● **CONSIGNE**: Modifiez les données ci-dessous en remplaçant partout « bounding box » par « enclosing rectangle », sans rien changer d'autre. N'incluez pas les images dans votre réponse.

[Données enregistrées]
----

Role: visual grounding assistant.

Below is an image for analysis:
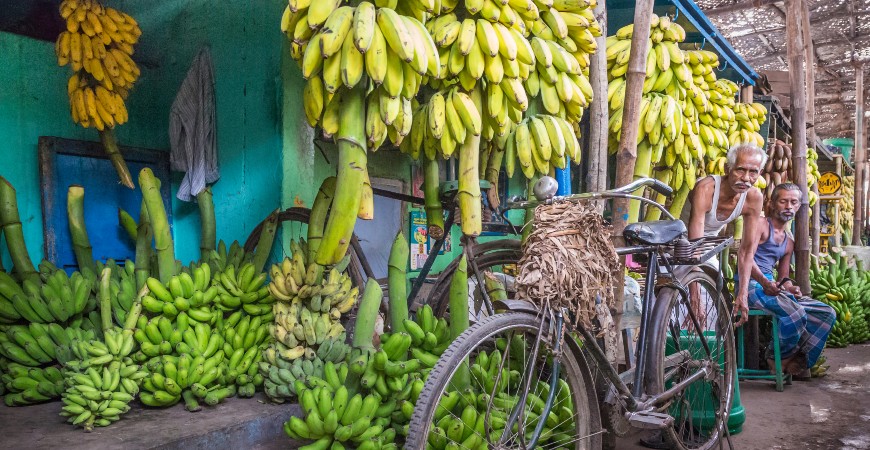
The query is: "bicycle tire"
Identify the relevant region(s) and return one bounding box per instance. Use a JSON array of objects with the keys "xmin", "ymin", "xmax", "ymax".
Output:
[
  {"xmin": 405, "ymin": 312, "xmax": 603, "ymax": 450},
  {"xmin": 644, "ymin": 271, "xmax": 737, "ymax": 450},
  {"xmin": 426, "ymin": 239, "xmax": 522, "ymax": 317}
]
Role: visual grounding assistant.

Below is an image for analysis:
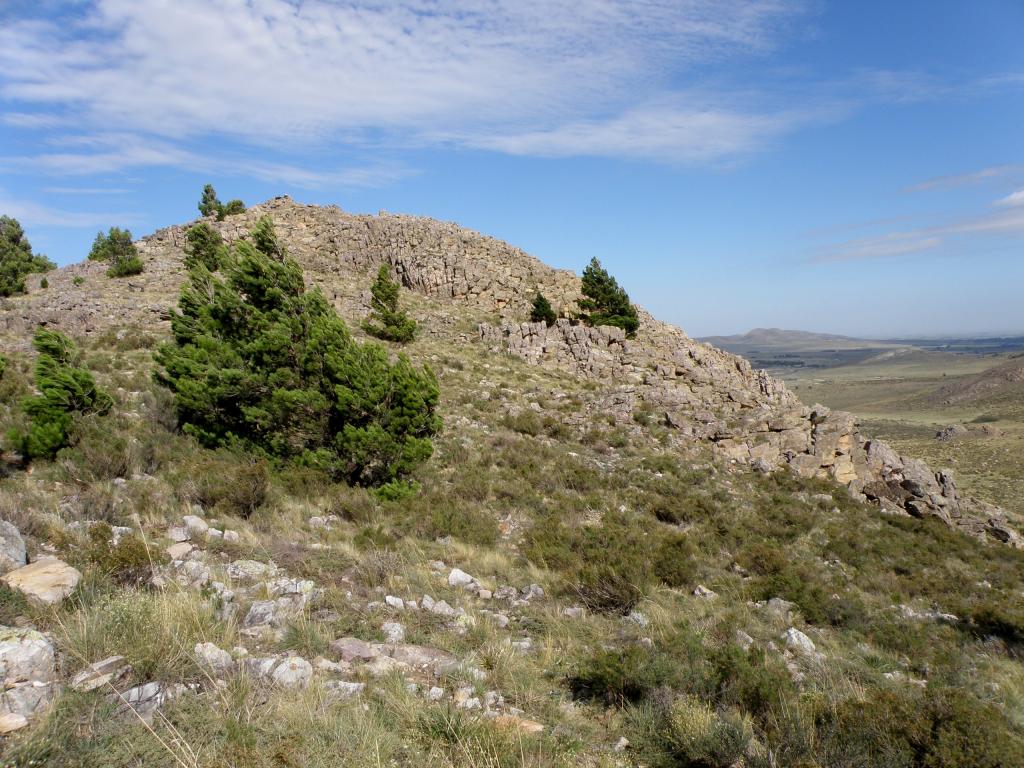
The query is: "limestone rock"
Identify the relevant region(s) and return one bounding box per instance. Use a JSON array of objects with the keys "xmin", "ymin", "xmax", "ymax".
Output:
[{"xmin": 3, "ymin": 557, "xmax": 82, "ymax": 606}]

----

● **CORRIGÉ**:
Role: visual grounding assistant.

Below is an image for analysis:
The query is: "bicycle tire"
Identify the relevant region(s) and return one enclosing rectangle per instance. Use a JSON array of objects with the keys "xmin", "ymin", "xmax", "ymax".
Output:
[
  {"xmin": 405, "ymin": 312, "xmax": 603, "ymax": 450},
  {"xmin": 644, "ymin": 271, "xmax": 737, "ymax": 450},
  {"xmin": 426, "ymin": 239, "xmax": 522, "ymax": 317}
]
Role: visual grounding assistant.

Below is an image for analysis:
The query is: "limestone rock"
Identify the relevant region(s) and return one enclosing rectangle per instance. Use a JSON array of objects with the keys "xmin", "ymin", "xmax", "ymax".
Output:
[{"xmin": 3, "ymin": 557, "xmax": 82, "ymax": 606}]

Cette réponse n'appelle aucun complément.